Written exercise »
Transcribe the full listing below exactly.

>> Start

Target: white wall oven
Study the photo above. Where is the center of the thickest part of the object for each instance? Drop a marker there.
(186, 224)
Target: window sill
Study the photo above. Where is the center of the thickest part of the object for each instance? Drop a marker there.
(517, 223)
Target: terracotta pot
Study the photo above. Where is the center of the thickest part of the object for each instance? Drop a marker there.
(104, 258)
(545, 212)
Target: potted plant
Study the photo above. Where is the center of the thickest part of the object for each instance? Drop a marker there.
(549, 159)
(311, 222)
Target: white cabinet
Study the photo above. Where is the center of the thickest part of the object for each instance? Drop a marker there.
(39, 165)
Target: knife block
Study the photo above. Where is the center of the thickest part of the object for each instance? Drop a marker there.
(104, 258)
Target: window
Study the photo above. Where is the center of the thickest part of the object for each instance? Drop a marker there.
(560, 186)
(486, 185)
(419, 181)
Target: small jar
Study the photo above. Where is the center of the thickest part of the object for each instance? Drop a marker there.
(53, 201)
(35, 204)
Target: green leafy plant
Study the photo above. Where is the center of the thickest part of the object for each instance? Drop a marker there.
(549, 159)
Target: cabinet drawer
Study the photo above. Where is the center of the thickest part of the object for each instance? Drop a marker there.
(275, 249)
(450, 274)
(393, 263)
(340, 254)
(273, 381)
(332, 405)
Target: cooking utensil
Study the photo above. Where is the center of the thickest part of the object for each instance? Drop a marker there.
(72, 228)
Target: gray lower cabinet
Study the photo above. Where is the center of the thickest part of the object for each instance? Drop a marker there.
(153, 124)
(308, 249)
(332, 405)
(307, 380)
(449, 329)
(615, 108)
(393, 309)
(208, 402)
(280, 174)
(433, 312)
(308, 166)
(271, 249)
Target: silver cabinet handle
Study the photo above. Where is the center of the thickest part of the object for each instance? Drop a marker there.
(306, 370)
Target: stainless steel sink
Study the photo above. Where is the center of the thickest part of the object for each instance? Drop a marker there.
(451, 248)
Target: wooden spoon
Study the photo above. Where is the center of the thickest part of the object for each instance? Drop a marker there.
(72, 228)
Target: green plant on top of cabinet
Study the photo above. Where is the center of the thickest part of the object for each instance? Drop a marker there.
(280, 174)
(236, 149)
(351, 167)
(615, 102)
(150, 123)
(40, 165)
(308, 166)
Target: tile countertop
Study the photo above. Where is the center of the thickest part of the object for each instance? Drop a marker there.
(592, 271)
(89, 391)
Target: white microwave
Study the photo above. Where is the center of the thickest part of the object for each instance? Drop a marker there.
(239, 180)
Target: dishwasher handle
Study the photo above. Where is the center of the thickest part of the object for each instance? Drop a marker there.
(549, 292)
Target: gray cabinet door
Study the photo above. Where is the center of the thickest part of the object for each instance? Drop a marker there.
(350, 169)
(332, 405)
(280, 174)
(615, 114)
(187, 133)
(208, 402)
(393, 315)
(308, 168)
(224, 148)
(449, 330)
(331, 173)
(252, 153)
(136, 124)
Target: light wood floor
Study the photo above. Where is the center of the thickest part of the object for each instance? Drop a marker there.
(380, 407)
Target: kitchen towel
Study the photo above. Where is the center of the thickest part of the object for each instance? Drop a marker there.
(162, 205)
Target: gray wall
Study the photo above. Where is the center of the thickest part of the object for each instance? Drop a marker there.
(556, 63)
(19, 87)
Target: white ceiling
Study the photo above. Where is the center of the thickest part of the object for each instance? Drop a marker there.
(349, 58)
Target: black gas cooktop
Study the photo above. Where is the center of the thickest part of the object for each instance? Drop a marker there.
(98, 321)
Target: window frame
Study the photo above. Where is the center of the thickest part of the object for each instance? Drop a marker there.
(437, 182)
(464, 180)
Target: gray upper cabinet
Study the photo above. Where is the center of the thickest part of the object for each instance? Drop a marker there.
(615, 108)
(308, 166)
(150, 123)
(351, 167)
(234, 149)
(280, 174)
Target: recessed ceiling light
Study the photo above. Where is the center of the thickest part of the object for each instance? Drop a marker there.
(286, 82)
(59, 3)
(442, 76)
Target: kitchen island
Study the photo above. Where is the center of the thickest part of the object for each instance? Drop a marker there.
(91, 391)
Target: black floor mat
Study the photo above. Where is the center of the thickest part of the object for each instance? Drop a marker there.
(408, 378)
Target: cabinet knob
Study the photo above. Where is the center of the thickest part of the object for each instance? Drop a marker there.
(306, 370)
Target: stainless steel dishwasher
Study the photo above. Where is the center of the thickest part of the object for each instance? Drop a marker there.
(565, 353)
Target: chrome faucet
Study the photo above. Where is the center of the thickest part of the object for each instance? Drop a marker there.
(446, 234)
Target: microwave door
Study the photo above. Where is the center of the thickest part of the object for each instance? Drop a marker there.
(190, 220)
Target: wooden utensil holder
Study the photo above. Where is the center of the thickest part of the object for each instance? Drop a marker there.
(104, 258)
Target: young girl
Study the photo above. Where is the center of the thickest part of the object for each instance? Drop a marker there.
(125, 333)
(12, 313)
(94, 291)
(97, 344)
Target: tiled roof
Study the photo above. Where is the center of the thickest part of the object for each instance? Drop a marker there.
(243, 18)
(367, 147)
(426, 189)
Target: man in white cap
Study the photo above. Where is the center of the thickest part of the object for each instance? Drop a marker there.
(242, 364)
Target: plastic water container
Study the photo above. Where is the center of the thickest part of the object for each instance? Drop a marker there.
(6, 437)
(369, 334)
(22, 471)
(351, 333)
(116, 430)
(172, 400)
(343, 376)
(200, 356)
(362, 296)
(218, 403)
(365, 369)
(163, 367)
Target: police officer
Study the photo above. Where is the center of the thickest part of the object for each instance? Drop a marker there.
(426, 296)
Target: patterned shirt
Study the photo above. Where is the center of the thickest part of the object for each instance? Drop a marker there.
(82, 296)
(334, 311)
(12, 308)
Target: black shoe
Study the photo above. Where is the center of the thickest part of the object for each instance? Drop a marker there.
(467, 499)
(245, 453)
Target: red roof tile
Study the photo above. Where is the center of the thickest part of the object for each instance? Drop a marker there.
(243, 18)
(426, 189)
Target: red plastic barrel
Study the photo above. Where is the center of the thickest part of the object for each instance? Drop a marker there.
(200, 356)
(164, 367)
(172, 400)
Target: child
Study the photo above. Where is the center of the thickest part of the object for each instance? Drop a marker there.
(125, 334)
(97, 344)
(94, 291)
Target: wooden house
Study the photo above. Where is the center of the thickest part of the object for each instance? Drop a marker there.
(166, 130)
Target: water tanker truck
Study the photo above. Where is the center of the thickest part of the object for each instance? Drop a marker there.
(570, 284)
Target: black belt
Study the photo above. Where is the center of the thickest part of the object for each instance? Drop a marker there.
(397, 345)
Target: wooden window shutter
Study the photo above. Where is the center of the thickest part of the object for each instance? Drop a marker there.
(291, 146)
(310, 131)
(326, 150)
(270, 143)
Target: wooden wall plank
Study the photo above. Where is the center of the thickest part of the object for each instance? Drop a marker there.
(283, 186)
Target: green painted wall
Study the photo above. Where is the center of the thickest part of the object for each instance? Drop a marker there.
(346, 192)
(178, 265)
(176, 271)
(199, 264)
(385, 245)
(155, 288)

>> End

Problem solution »
Target: white wall oven
Study the photo above. Where is the center of the thickest part of the object for each instance? Drop a marker there.
(186, 224)
Target: window sill
Study the photo above. Where is the center of the thickest part of the object for each instance? Drop a marker there.
(517, 223)
Target: terracotta pot
Study the photo above. Where is the center of the thickest part of the object for each instance? Drop a marker there.
(104, 258)
(545, 212)
Target: potted plant
Study the photo above. Where is the center of the thickest part of the object for each instance? Drop a marker there.
(549, 159)
(311, 222)
Target: white cabinet
Study the photo above. Where is the center of the thickest part of the object for each instance? Drop a marker there.
(39, 165)
Target: knife block
Study the photo above. Where is the center of the thickest part of the object for each instance? Drop a marker there.
(104, 258)
Target: window
Study the photo above. Where is the center of the thickest part of the object for each instance? Drop a marker there.
(560, 186)
(486, 185)
(419, 181)
Target: small jar
Study the photo above. Where is the center of the thickest part of the object for each instance? Drop a marker there.
(53, 201)
(35, 204)
Target: green leafy plant
Study the photo above. Where is the center of the thickest part of the object for each instance? Drop a marker there.
(549, 159)
Target: cabinet drawer
Study the photo above. Where is the center of the thickest part of the object for each instance? Drop a marker there.
(275, 249)
(450, 274)
(393, 263)
(340, 254)
(273, 381)
(332, 405)
Target: cooking utensil
Study the photo above. Where is the center of the thickest part of the object for each instance? Drop a marker there.
(72, 228)
Target: gray lower cabinet
Study the photo above. Where is the center of the thickest part of the object for each instance? Drop a marker there.
(153, 124)
(308, 249)
(332, 405)
(307, 380)
(449, 329)
(615, 108)
(393, 309)
(208, 402)
(280, 174)
(433, 312)
(308, 166)
(271, 249)
Target: silver cabinet handle
Study the photo above. Where is the center of the thickest part of the object for each instance? Drop a marker there.
(306, 370)
Target: stainless steel sink
Study the photo above. Where is the center of the thickest part of the object for each instance? Drop a marker there.
(451, 248)
Target: wooden spoon
Study the photo above. Where is the center of the thickest part of the object for each instance? Drop a marker there.
(72, 228)
Target: green plant on top of cabinet
Study the photo above. Where is the center of the thickest part of the object for each instance? Drop a marker there.
(280, 174)
(236, 149)
(351, 167)
(615, 102)
(150, 123)
(40, 165)
(308, 166)
Target: tile countertop
Study the photo above. Where is the center of the thickest part of the object for each instance? Drop a marker there.
(592, 271)
(89, 391)
Target: white microwave
Study the photo above. Where is the center of the thickest part of the object for each instance? Drop a marker there.
(239, 180)
Target: dishwasher handle
Study the photo above. Where is the center of the thickest part of the object for each instance? Drop a marker there.
(549, 292)
Target: gray cabinet door
Study the photo above. Where is the center of the thickest part of the object for each instance? Drop a marker there.
(350, 169)
(332, 405)
(280, 174)
(615, 114)
(187, 133)
(208, 402)
(393, 315)
(308, 168)
(224, 148)
(449, 330)
(331, 173)
(252, 153)
(136, 124)
Target: light wood floor
Study the photo above. Where is the center of the thickest part of the object for each instance? Drop a marker there.
(380, 407)
Target: kitchen towel
Study the photo above. Where is the center of the thickest part of the object for each instance? Drop a marker there.
(162, 205)
Target: gray wall
Study the photo above. Where is the center of the thickest part of the object for each instance? Drop a marker there.
(556, 63)
(19, 87)
Target: white ceiling
Study the photo above. Where is the center of the thickest part of the object for each instance? Drop a marker there.
(349, 58)
Target: black gas cooktop
Study the photo above. Where is the center of the thickest part of the object for each instance? Drop a marker there.
(98, 321)
Target: window frame
Study the photo above. Where is the center of the thickest part of the object for each instance? Drop a marker there.
(437, 182)
(464, 180)
Target: gray upper cabinet
Study the photo above. Where is the center of the thickest part of the object for each instance? Drop a marker there.
(615, 108)
(308, 166)
(150, 123)
(351, 167)
(234, 149)
(280, 174)
Target: recessed ceiling light
Study the photo above. Where is the center of the thickest part of the object for each instance? Drop a marker there.
(286, 82)
(59, 3)
(442, 76)
Target: kitchen island
Study the photo above. Where is the center of the thickest part of the object for each instance? Drop a marker there.
(91, 391)
Target: black floor mat
Study the photo above. Where is the center of the thickest part of the object for each instance? Drop a marker there.
(408, 378)
Target: cabinet knob
Study the photo above. Where is the center of the thickest part of the object for each instance? Drop a marker there.
(306, 370)
Target: stainless steel dishwasher
Study the photo above. Where is the center of the thickest part of the object for each instance? Drop a marker there.
(565, 353)
Target: chrome faucet
Study the photo above. Where is the center of the thickest part of the object for each instance? Drop a marker there.
(446, 234)
Target: microwave door
Study the photo above. Where is the center of the thickest part of the object for each instance? Drop a marker there.
(190, 220)
Target: wooden utensil holder
Study the photo above. Where is the center of the thickest part of the object for each instance? Drop a marker there.
(104, 258)
Target: young girl
Study the photo above. Where is the center of the thickest part of the object for each instance? Drop a marker there.
(125, 333)
(12, 313)
(94, 291)
(97, 344)
Target: tiled roof
Study the photo above. Where is the center of the thickest part of the object for each instance? Drop a marker there.
(243, 18)
(367, 147)
(426, 189)
Target: man in white cap
Study the photo above. Where is the center of the thickest part of the object for each instance? Drop a marker there.
(242, 364)
Target: plastic water container
Study the photo above. Where is the center of the thickest part of the object for each instance? Drop a marker there.
(6, 437)
(369, 334)
(22, 471)
(351, 333)
(116, 430)
(172, 400)
(343, 376)
(200, 356)
(362, 296)
(218, 403)
(365, 369)
(163, 367)
Target: police officer
Study the photo above. Where is the center of the thickest part of the object for each instance? Drop a marker there.
(426, 296)
Target: patterned shirt
Study the photo above. Where is the center of the thickest part of the object for each instance? Drop a marker there.
(82, 296)
(334, 311)
(12, 308)
Target: black shoe
Study the photo above. Where is the center of the thickest part of the object for each instance? Drop a marker there.
(467, 499)
(245, 453)
Target: red roof tile
Study the photo above. Where is the center of the thickest part of the object for each instance? Drop a marker there.
(243, 18)
(426, 189)
Target: red plastic barrel
Study the photo above. Where is the center of the thickest part of the object for each instance? Drop a marker there.
(200, 356)
(164, 367)
(172, 400)
Target: child
Study the photo above. Where is the center of the thickest part of the object for each instance? Drop a marker there.
(125, 334)
(97, 344)
(94, 291)
Target: wooden house
Study the photo above. Where is the center of the thickest part of the object for each instance? Drop a marker there.
(166, 130)
Target: water tanker truck
Study the photo above. Where is the center of the thickest part of the object for each instance? Drop a marker there.
(570, 284)
Target: black belt
Study the photo above. Where is the center of the thickest part of the object for each instance? Drop a marker there.
(397, 345)
Target: wooden window shutter
Study the photo above. Where is the center of the thickest part of the object for each instance? Drop a marker there.
(291, 146)
(310, 131)
(326, 150)
(270, 143)
Target: wooden wall plank
Study the photo above. Where is the center of the thickest part of the object for each instance? Drop a marker there.
(283, 186)
Target: green painted wall
Study the photo above. Where is the center of the thickest part of the object for each instance? Drop a marker there.
(346, 192)
(178, 265)
(176, 271)
(199, 264)
(385, 245)
(155, 288)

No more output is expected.